* _Отрывок из текста_:
********

Какой фактор перевешивал? Наверное, оба имели равное значение. Сами переговоры шли очень непросто, мы много раз возвращались к одним и тем же болевым точкам. Может быть, психологически ситуацию сдвинул с места один случай, о котором я часто рассказываю. Однажды делегация республики приехала с новым вариантом договора, и в нем мне бросилось в глаза то, что система мер и весов — метрология — была записана в исключительные полномочия республики. Сидим в красивом зале в Кремле, обсуждаем текст. Я пишу Борису Николаевичу записку: «Спросите, пожалуйста, у Минтимера Шариповича, а чем татарский метр отличается от русского?» Ельцин спросил. Пять секунд паузы, затем раздался хохот. Все, включая татарстанскую делегацию, вдруг поняли, что в отстаивании суверенитета уже дошли до абсурда. А оказывается, русский и татарский метр одинаковы, как, впрочем, и килограммы.
Если чуть-чуть вернуться назад, в 1992 год, когда принималась Конституция Татарстана, то с одобрения экспертов Венецианской комиссии в ней было уже записано и принято, что Татарстан — независимое суверенное государство. Дальше последовала бы точка невозврата. А договор 1994 года возвращал нас к соединяющему стороны мосту, к точке соприкосновения.

********

[Примеры разметки точек]
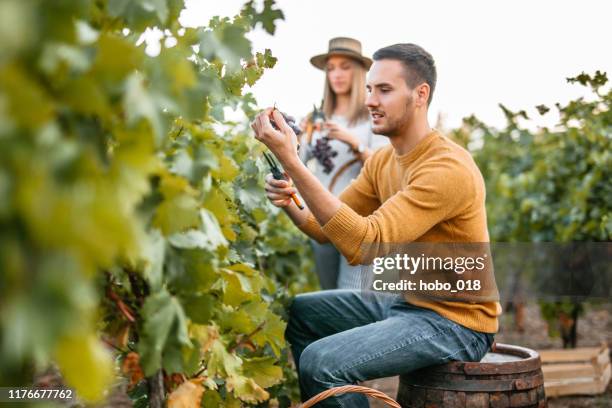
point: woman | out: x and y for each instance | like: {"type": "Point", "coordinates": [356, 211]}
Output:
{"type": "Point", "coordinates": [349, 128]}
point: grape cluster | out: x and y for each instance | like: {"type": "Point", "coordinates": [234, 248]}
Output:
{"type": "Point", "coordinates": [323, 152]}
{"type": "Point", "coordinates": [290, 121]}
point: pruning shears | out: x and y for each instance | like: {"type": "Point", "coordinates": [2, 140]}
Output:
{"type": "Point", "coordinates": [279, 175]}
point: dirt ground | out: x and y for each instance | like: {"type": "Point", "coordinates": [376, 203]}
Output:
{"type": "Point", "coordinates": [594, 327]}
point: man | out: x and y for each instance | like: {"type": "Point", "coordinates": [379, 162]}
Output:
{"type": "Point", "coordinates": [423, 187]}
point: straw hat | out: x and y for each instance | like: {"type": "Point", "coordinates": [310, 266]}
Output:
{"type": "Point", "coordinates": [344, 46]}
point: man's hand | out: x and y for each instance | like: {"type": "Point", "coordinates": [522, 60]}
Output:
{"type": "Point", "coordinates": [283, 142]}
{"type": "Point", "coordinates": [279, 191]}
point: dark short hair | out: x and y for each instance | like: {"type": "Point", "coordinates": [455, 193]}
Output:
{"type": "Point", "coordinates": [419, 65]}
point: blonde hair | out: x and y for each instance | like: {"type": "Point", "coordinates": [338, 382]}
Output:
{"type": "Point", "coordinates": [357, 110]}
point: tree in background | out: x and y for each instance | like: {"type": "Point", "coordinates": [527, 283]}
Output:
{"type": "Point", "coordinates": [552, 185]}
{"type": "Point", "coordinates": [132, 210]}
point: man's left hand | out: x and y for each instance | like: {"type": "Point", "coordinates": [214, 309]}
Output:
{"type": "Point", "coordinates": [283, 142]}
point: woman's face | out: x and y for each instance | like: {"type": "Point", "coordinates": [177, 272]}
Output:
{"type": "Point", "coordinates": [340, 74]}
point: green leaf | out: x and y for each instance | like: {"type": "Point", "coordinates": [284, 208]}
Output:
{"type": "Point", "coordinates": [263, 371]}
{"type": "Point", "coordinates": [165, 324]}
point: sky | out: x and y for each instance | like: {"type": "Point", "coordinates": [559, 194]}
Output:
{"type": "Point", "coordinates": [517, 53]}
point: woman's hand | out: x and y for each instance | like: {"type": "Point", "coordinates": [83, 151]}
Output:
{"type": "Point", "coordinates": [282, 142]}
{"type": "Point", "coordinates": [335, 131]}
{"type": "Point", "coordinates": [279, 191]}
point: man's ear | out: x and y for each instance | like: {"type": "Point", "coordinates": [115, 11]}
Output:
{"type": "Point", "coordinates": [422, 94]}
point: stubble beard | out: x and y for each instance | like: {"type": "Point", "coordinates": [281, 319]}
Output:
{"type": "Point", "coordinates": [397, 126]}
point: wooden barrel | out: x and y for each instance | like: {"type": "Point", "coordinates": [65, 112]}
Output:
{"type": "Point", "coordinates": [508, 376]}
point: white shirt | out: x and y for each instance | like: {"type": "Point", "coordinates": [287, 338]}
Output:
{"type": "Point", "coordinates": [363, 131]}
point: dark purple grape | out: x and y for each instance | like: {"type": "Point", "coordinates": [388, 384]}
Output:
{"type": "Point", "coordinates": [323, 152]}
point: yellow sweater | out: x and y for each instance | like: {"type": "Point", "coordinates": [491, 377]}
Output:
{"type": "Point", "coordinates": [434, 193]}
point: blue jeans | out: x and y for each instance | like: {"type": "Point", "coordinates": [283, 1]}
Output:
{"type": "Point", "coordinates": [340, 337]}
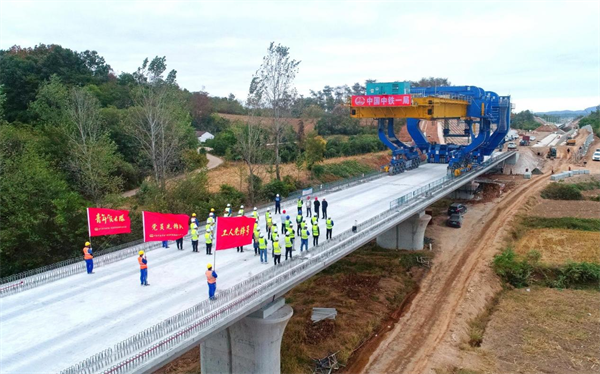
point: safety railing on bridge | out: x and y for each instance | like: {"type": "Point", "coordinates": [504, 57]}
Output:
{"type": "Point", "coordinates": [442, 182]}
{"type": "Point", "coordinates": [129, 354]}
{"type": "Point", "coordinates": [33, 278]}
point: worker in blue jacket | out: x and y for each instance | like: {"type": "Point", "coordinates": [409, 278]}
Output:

********

* _Задания для выполнения_:
(a) Выпишите из фрагмента о переговорах с Татарстаном отрывок от слов «Если чуть-чуть вернуться» по слова «к точке соприкосновения.» включительно.
(b) Что, согласно фрагменту о переговорах с Татарстаном, новый вариант договора относил к исключительным полномочиям республики?
(c) Продолжите фрагмент о переговорах с Татарстаном, начав сразу после его последнего предложения.
Список — это самостоятельный материал, отдельный от фрагмента о переговорах с Татарстаном.

* _Ответы к упражнению_:
(a)
Если чуть-чуть вернуться назад, в 1992 год, когда принималась Конституция Татарстана, то с одобрения экспертов Венецианской комиссии в ней было уже записано и принято, что Татарстан — независимое суверенное государство. Дальше последовала бы точка невозврата. А договор 1994 года возвращал нас к соединяющему стороны мосту, к точке соприкосновения.

(b) Систему мер и весов, то есть метрологию.

(c)
Поэтому еще одно значение договора — это восстановление конституционного пространства страны. На основании этого акта республика стала постепенно возвращаться к нормальным отношениям с федеральным центром. В Татарстане состоялись выборы депутатов Государственной думы и членов Совета Федерации, президента России. А это фактически, да и юридически означало признание общенационального суверенитета. С международно-правовой точки зрения всё это означало возвращение Татарстана в конституционное поле Российской Федерации и урегулирование вопроса о суверенитете и целостности государства. В Венецианской комиссии «дело Татарстана» было сразу закрыто.
Думаю, что мирное разрешение конфликта — это заслуга во многом Шаймиева и Ельцина. Модель политического урегулирования сработала, договор так в итоге и был назван: «О разграничении предметов ведения и взаимном делегировании полномочий».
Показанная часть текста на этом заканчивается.